Aim -> Retype the tail of the data exactly, starting at the line containing "Report the location of every instance of the man's beard" and stopping at the last line.

(Named object pointing entries)
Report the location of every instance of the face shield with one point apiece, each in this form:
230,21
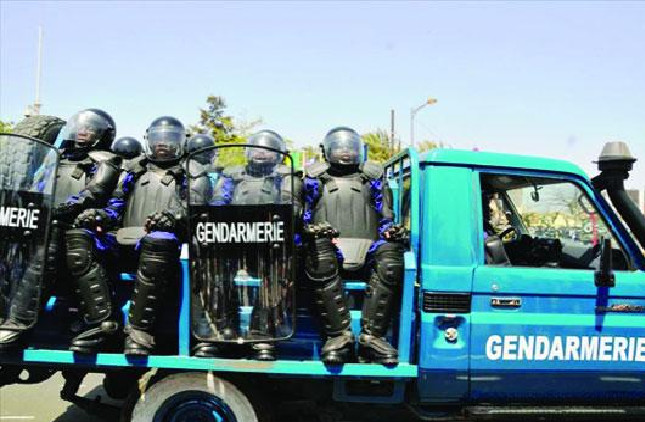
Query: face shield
343,147
262,157
165,143
85,129
200,141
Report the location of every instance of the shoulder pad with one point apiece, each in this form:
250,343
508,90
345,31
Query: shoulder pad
372,170
286,170
234,172
103,156
316,169
135,165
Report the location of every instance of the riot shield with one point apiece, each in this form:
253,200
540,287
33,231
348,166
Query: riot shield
242,243
27,181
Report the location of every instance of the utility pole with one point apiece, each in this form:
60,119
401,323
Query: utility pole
413,112
34,110
391,146
39,71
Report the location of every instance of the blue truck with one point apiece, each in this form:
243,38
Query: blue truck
523,296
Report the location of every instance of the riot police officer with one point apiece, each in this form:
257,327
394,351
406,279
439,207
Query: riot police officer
263,180
347,196
127,147
150,206
87,175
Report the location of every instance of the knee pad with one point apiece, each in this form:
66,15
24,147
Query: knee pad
80,247
321,262
389,263
159,255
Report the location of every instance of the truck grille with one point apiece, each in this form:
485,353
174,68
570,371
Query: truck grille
458,303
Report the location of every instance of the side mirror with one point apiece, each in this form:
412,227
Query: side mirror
604,276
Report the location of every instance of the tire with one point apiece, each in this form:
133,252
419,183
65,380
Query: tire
45,128
191,396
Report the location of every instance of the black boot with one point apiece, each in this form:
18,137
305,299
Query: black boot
23,308
321,268
379,305
157,266
94,294
339,346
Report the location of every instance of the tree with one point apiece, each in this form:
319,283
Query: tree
215,121
6,127
424,146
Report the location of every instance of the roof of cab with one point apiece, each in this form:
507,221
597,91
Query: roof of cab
493,159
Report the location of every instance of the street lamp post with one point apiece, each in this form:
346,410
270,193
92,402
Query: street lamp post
413,113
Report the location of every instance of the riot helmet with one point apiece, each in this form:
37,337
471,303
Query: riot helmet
165,139
343,146
127,147
89,129
200,141
262,159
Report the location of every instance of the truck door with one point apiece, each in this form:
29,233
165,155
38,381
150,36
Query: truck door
540,328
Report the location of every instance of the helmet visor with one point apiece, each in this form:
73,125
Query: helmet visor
165,143
85,129
261,156
343,147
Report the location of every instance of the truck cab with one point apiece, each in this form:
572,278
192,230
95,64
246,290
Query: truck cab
510,307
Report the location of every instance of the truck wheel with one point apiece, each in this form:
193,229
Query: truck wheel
45,128
193,396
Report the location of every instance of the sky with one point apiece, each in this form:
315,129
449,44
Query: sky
554,79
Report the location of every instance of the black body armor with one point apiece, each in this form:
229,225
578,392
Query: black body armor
156,190
347,203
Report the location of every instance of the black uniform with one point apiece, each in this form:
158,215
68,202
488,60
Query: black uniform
87,175
352,200
261,181
156,201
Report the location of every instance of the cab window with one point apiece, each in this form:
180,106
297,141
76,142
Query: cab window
542,222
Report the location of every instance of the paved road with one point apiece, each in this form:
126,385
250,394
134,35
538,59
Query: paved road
41,403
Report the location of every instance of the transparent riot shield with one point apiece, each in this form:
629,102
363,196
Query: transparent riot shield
27,180
242,244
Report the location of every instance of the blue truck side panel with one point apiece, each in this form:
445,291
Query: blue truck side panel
447,262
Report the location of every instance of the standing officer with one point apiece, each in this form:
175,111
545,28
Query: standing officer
87,175
346,196
150,205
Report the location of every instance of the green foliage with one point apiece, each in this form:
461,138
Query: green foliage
424,146
215,122
6,127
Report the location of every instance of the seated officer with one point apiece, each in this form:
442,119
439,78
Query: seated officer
346,195
262,181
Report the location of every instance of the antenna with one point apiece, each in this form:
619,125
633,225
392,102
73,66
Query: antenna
36,108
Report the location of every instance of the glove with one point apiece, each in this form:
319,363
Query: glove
396,234
66,212
94,219
160,222
319,231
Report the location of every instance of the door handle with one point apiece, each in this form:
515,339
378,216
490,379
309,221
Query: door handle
506,302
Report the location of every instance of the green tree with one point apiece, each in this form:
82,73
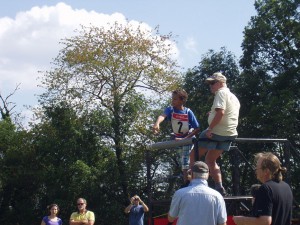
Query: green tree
200,99
106,70
269,84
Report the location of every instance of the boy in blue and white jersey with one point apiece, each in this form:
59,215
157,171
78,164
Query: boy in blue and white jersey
184,124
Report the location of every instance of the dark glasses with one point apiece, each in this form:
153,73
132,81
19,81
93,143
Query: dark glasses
213,82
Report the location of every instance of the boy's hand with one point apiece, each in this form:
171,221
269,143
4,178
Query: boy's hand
155,128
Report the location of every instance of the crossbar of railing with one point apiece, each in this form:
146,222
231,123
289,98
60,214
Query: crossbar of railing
190,141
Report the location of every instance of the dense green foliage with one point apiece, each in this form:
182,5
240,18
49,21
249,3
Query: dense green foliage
95,121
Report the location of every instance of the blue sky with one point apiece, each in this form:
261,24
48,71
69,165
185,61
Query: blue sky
30,31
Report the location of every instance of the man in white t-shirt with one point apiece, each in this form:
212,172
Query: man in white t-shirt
222,121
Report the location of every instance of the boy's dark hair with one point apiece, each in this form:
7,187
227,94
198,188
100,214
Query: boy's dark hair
181,93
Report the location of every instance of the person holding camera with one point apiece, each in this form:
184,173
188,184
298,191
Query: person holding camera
136,211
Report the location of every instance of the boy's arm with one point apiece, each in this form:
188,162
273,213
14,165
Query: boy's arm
158,121
194,132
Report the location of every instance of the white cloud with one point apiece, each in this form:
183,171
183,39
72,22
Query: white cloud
191,45
30,41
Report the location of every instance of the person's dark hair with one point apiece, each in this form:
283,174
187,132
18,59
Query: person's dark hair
181,93
49,207
85,202
272,163
253,190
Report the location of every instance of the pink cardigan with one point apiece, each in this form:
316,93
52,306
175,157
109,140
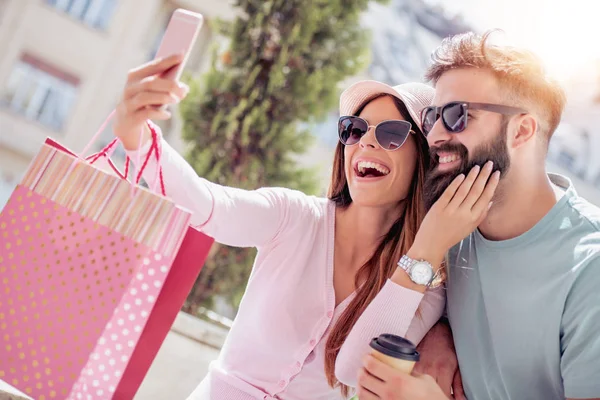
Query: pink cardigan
275,347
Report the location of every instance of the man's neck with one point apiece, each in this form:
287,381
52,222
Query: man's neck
522,202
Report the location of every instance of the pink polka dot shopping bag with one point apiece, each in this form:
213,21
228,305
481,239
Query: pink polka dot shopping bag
93,271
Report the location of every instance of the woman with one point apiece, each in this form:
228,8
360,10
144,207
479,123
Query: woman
325,279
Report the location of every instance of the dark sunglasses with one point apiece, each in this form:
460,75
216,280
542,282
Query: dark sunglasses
390,135
455,114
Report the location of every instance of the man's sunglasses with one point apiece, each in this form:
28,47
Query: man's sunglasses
455,114
390,135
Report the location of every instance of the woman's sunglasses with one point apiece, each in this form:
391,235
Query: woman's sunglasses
455,114
390,135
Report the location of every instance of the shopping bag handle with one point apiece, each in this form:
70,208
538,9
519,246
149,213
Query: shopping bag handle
107,151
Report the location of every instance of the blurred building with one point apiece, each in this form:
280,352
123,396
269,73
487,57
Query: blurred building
64,64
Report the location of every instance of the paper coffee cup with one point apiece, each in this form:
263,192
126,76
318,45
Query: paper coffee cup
395,351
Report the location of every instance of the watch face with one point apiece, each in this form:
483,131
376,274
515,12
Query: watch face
421,273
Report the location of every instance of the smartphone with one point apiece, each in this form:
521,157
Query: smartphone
179,37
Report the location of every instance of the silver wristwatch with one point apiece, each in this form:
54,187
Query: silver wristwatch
421,272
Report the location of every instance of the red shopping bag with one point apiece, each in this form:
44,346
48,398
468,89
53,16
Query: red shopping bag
93,271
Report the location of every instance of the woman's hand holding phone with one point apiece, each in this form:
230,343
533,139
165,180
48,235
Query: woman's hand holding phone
154,85
144,97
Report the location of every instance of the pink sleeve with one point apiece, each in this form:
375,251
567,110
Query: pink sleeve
235,217
391,311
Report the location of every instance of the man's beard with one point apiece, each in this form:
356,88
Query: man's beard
437,181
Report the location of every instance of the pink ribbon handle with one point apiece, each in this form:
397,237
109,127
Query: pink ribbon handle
107,151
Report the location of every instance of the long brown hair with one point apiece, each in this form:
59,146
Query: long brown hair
382,264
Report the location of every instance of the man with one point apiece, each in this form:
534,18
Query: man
524,288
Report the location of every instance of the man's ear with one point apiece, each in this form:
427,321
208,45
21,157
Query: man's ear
525,129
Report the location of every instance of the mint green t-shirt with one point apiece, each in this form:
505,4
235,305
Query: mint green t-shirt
525,312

Problem solution ->
Report the location of every instance of the man's beard with one point apiece, each in this form:
356,88
Query: man's beard
437,181
Report the location of every instance of the pink ribbon handle with one point apiece, each in this form:
397,237
109,127
Query: pink ribbon handle
107,151
Report the location of every instance of the long brown hair with one point apiece, each in this form:
59,146
Query: long brown hair
382,264
Report the location of every instance of the man with one point apiece, each in this form:
534,18
Query: man
524,288
Report the location of every instance of the man's ear with one point apiece, each in this form:
427,321
208,45
21,157
Query: man's ear
525,129
Report the location of every instance of the mint green t-shirt with one point apiece, each in this form:
505,4
235,305
Query: mint green t-shirt
525,312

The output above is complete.